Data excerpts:
* * * *
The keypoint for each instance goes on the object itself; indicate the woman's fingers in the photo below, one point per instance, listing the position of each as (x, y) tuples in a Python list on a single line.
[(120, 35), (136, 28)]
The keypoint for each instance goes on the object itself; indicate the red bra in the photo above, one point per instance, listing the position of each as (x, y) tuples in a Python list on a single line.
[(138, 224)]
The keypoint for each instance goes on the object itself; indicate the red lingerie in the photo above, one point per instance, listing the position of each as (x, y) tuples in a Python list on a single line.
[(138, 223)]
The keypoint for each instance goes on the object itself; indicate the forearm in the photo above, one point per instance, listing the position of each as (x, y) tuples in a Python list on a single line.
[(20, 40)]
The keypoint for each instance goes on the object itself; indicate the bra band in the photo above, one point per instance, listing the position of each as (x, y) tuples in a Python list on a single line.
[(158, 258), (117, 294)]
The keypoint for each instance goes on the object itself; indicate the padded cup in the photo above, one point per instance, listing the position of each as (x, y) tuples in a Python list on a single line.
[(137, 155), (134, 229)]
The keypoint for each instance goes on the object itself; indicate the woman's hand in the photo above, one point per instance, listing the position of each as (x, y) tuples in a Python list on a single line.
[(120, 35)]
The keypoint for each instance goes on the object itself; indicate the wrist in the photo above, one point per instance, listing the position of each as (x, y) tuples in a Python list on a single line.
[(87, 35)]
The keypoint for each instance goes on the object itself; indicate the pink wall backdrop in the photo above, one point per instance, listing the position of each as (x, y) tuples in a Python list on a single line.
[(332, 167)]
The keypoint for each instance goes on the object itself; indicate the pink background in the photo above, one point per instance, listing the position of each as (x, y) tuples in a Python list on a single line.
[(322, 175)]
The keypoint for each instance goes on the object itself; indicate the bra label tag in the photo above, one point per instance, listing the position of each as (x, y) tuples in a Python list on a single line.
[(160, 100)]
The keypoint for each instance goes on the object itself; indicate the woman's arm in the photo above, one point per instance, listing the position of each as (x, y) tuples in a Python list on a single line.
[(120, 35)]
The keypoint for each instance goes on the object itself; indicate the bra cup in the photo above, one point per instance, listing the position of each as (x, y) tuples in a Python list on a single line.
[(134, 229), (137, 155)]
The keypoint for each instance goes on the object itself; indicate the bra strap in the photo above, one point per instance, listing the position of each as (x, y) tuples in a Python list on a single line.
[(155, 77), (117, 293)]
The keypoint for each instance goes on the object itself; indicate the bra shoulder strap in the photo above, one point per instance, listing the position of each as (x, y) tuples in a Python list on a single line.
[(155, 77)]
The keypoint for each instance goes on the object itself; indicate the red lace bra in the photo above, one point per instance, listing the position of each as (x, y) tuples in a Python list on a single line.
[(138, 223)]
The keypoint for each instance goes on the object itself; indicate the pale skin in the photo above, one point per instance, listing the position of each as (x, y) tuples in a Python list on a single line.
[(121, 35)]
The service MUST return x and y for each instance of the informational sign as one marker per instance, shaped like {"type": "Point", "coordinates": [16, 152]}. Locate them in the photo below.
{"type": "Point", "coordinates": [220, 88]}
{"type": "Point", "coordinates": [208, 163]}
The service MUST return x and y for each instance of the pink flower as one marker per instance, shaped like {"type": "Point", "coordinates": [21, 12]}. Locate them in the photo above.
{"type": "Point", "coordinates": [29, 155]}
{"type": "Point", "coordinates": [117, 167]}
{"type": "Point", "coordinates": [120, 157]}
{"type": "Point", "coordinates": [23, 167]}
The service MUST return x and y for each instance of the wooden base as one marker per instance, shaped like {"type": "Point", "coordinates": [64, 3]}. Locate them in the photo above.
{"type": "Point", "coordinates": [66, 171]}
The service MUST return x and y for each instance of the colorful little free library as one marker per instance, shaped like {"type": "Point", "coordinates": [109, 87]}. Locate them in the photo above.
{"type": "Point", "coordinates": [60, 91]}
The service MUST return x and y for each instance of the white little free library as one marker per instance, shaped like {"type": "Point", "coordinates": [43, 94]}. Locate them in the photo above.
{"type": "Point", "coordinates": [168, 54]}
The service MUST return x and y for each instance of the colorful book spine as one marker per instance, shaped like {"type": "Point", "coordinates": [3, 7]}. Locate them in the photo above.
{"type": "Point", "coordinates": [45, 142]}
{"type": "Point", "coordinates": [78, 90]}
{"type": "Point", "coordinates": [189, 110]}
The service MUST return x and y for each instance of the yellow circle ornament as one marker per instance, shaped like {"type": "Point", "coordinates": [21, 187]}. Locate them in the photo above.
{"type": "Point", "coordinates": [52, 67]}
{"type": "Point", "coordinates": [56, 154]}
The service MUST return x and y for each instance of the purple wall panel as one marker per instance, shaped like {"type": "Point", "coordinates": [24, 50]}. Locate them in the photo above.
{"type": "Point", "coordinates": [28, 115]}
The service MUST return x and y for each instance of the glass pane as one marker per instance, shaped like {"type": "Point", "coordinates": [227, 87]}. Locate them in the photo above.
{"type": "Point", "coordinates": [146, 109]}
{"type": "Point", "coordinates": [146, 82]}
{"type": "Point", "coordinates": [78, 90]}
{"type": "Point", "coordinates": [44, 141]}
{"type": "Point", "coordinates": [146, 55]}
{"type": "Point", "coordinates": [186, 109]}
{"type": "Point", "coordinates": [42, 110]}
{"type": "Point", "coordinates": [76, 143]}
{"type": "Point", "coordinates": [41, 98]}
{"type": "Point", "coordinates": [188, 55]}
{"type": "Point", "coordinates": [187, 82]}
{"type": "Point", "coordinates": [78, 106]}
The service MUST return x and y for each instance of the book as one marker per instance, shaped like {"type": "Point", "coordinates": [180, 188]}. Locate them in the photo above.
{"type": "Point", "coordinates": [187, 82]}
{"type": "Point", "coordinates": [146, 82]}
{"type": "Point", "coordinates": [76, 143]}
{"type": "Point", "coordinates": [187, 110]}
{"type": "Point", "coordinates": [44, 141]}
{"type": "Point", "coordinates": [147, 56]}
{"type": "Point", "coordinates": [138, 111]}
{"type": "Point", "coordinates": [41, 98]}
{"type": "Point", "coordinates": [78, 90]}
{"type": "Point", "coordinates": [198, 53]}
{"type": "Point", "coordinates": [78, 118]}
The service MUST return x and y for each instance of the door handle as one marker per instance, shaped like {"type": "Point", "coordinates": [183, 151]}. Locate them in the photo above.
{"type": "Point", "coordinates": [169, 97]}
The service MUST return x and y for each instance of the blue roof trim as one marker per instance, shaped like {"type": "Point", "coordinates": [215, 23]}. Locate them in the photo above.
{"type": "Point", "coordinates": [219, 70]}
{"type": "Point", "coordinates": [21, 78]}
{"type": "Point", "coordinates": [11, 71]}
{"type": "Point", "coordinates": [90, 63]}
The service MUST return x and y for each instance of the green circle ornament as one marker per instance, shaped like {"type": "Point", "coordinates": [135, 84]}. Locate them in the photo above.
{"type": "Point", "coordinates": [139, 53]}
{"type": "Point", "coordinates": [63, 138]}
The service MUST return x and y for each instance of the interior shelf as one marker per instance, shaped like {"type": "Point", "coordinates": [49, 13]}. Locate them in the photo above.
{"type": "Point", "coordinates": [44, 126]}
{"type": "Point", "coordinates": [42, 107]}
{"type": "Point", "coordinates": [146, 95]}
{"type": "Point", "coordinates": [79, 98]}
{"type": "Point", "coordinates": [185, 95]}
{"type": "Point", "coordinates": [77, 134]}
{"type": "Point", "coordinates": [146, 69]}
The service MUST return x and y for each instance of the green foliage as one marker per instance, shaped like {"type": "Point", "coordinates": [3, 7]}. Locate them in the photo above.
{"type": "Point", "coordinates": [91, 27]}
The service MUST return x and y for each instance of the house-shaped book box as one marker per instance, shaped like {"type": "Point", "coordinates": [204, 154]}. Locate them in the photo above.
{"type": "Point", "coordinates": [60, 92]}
* * * *
Copy each line of the data exactly, please.

ANSWER SECTION:
The keypoint for each instance goes on the object itself; indicate the woman's fingers in the photo below, one point per instance, listing the position of each as (x, y) tuples in a Python list on a single line.
[(120, 35), (136, 28)]
The keypoint for each instance goes on the object itself; indicate the red bra in the photo above, one point per instance, listing the position of each as (x, y) tuples in a Python list on a single line.
[(138, 224)]
The keypoint for each instance goes on the object itself; indicate the red lingerie in the photo above, one point per instance, listing the position of each as (x, y) tuples in a Python list on a single line.
[(138, 223)]
The keypoint for each instance goes on the object itself; indicate the forearm in the photo above, one point per instance, listing the position of each as (x, y) tuples in a Python list on a single line.
[(20, 40)]
The keypoint for each instance goes on the object itself; indicate the bra band in the photo above, one point per instance, listing the position of each as (x, y) tuples in a Python list on a single line.
[(158, 258), (117, 294)]
The keypoint for each instance goes on the object itself; indicate the padded cup in the photo above, one point per instance, listing the position of each as (x, y) tuples in a Python list on a single line.
[(137, 155), (134, 229)]
The keypoint for each instance goes on the object itself; indicate the woman's hand in the photo above, one point per instance, listing the position of each as (x, y) tuples in a Python list on a single line.
[(120, 35)]
The keypoint for each instance goes on the object itself; indicate the wrist in the photo above, one point per instance, listing the position of each as (x, y) tuples in a Python list on a single line.
[(87, 35)]
The keypoint for each instance goes on the object itself; indicate the pink wall backdrop in the photo above, one point per instance, listing the position of each as (x, y) tuples in a Python list on a single line.
[(332, 167)]
The keypoint for each instance goes on the object itself; indicate the pink background in the photo above, one point per instance, listing the position of each as (x, y) tuples in a Python list on a single line.
[(322, 175)]
The keypoint for each instance goes on the object itself; indicate the bra label tag in the photo above, one point per instance, listing the position of each as (x, y) tuples in a Python list on a single line.
[(160, 100)]
The keypoint for each instance goes on the object itself; indicate the woman's arm in the photo above, one point per instance, listing the position of each as (x, y) tuples in a Python list on a single line.
[(120, 35)]
The keypoint for each instance goes on the object itself; indicate the bra cup in the photo above, one point per instance, listing the position of each as (x, y) tuples in a Python list on a single line.
[(134, 229), (137, 155)]
The keypoint for each instance goes on the object itself; indicate the bra strap in the photo above, one point per instance, listing the position of each as (x, y) tuples in a Python list on a single line.
[(155, 77), (117, 293)]
The keypoint for each instance goes on the object itself; indicate the bra shoulder strap in the photo above, one point per instance, listing the position of each as (x, y) tuples in a Python list on a single line.
[(155, 77)]
The keypoint for each instance goes on the object itself; indicate the red lace bra in the photo above, one point per instance, listing the position of each as (x, y) tuples in a Python list on a single line.
[(138, 223)]
The keypoint for each instance goes on the object itself; indicate the pale skin in the photo above, one point per instance, listing the position of each as (x, y) tuples in a Python list on a single line.
[(121, 35)]
The service MUST return x and y for each instance of the informational sign as one marker per instance, shaped like {"type": "Point", "coordinates": [16, 152]}. Locate them in the photo below.
{"type": "Point", "coordinates": [220, 88]}
{"type": "Point", "coordinates": [208, 163]}
The service MUST return x and y for each instance of the pink flower as one marker per instance, shaped like {"type": "Point", "coordinates": [21, 12]}. Locate them in the photo above.
{"type": "Point", "coordinates": [29, 155]}
{"type": "Point", "coordinates": [117, 167]}
{"type": "Point", "coordinates": [120, 157]}
{"type": "Point", "coordinates": [23, 167]}
The service MUST return x and y for each instance of the wooden base as one marker per instance, shaped like {"type": "Point", "coordinates": [64, 3]}. Locate them in the photo above.
{"type": "Point", "coordinates": [66, 171]}
The service MUST return x and y for each instance of the colorful little free library as one marker per instance, shaped like {"type": "Point", "coordinates": [109, 87]}. Locate them in the photo above.
{"type": "Point", "coordinates": [60, 91]}
The service MUST return x and y for each instance of the white little free library as one marker per instance, shaped like {"type": "Point", "coordinates": [43, 94]}. Locate them in the photo above.
{"type": "Point", "coordinates": [168, 54]}
The service MUST return x and y for each instance of the colorful book spine as one marker per instance, shaped like {"type": "Point", "coordinates": [3, 7]}. Locate them in the photo above.
{"type": "Point", "coordinates": [45, 142]}
{"type": "Point", "coordinates": [78, 90]}
{"type": "Point", "coordinates": [189, 110]}
The service MUST return x and y for each instance of the yellow circle ornament as one marker per instance, shaped like {"type": "Point", "coordinates": [21, 187]}. Locate them in the photo above.
{"type": "Point", "coordinates": [52, 67]}
{"type": "Point", "coordinates": [56, 154]}
The service MUST return x and y for each instance of the purple wall panel as one marker per instance, shaped like {"type": "Point", "coordinates": [24, 50]}. Locate them in the photo above.
{"type": "Point", "coordinates": [28, 115]}
The service MUST return x and y for each instance of the glass pane as one marker per instance, shaped like {"type": "Point", "coordinates": [227, 87]}. Locate them in the photo above.
{"type": "Point", "coordinates": [146, 109]}
{"type": "Point", "coordinates": [146, 82]}
{"type": "Point", "coordinates": [78, 90]}
{"type": "Point", "coordinates": [44, 141]}
{"type": "Point", "coordinates": [146, 55]}
{"type": "Point", "coordinates": [186, 109]}
{"type": "Point", "coordinates": [42, 110]}
{"type": "Point", "coordinates": [76, 143]}
{"type": "Point", "coordinates": [41, 98]}
{"type": "Point", "coordinates": [188, 55]}
{"type": "Point", "coordinates": [187, 82]}
{"type": "Point", "coordinates": [78, 106]}
The service MUST return x and y for each instance of the book as one marker per instance, shaped like {"type": "Point", "coordinates": [180, 188]}. Locate them in the photo above.
{"type": "Point", "coordinates": [187, 82]}
{"type": "Point", "coordinates": [146, 82]}
{"type": "Point", "coordinates": [76, 143]}
{"type": "Point", "coordinates": [187, 110]}
{"type": "Point", "coordinates": [44, 141]}
{"type": "Point", "coordinates": [147, 56]}
{"type": "Point", "coordinates": [138, 111]}
{"type": "Point", "coordinates": [41, 98]}
{"type": "Point", "coordinates": [78, 90]}
{"type": "Point", "coordinates": [198, 53]}
{"type": "Point", "coordinates": [78, 118]}
The service MUST return x and y for each instance of the door handle as one marker per instance, shaped like {"type": "Point", "coordinates": [183, 151]}. Locate them in the photo above.
{"type": "Point", "coordinates": [169, 97]}
The service MUST return x and y for each instance of the blue roof trim as one marker per instance, shaped like {"type": "Point", "coordinates": [215, 23]}. Locate them in the photo above.
{"type": "Point", "coordinates": [219, 70]}
{"type": "Point", "coordinates": [21, 78]}
{"type": "Point", "coordinates": [11, 71]}
{"type": "Point", "coordinates": [90, 63]}
The service MUST return x and y for each instance of the green circle ornament as one marker per instance, shaped like {"type": "Point", "coordinates": [135, 84]}. Locate them in the photo above.
{"type": "Point", "coordinates": [139, 53]}
{"type": "Point", "coordinates": [63, 138]}
The service MUST return x and y for each instance of the interior shelf as one marker per instance, shaped like {"type": "Point", "coordinates": [49, 13]}. Locate them in the photo above.
{"type": "Point", "coordinates": [44, 126]}
{"type": "Point", "coordinates": [42, 107]}
{"type": "Point", "coordinates": [146, 95]}
{"type": "Point", "coordinates": [79, 98]}
{"type": "Point", "coordinates": [185, 95]}
{"type": "Point", "coordinates": [77, 134]}
{"type": "Point", "coordinates": [146, 69]}
The service MUST return x and y for each instance of the green foliage as one marker per instance, shaped like {"type": "Point", "coordinates": [3, 7]}. Locate them in the photo above.
{"type": "Point", "coordinates": [91, 27]}
The service MUST return x and y for each instance of the house-shaped book box as one marker per instance, shaped like {"type": "Point", "coordinates": [204, 154]}. Locate them in the photo above.
{"type": "Point", "coordinates": [60, 92]}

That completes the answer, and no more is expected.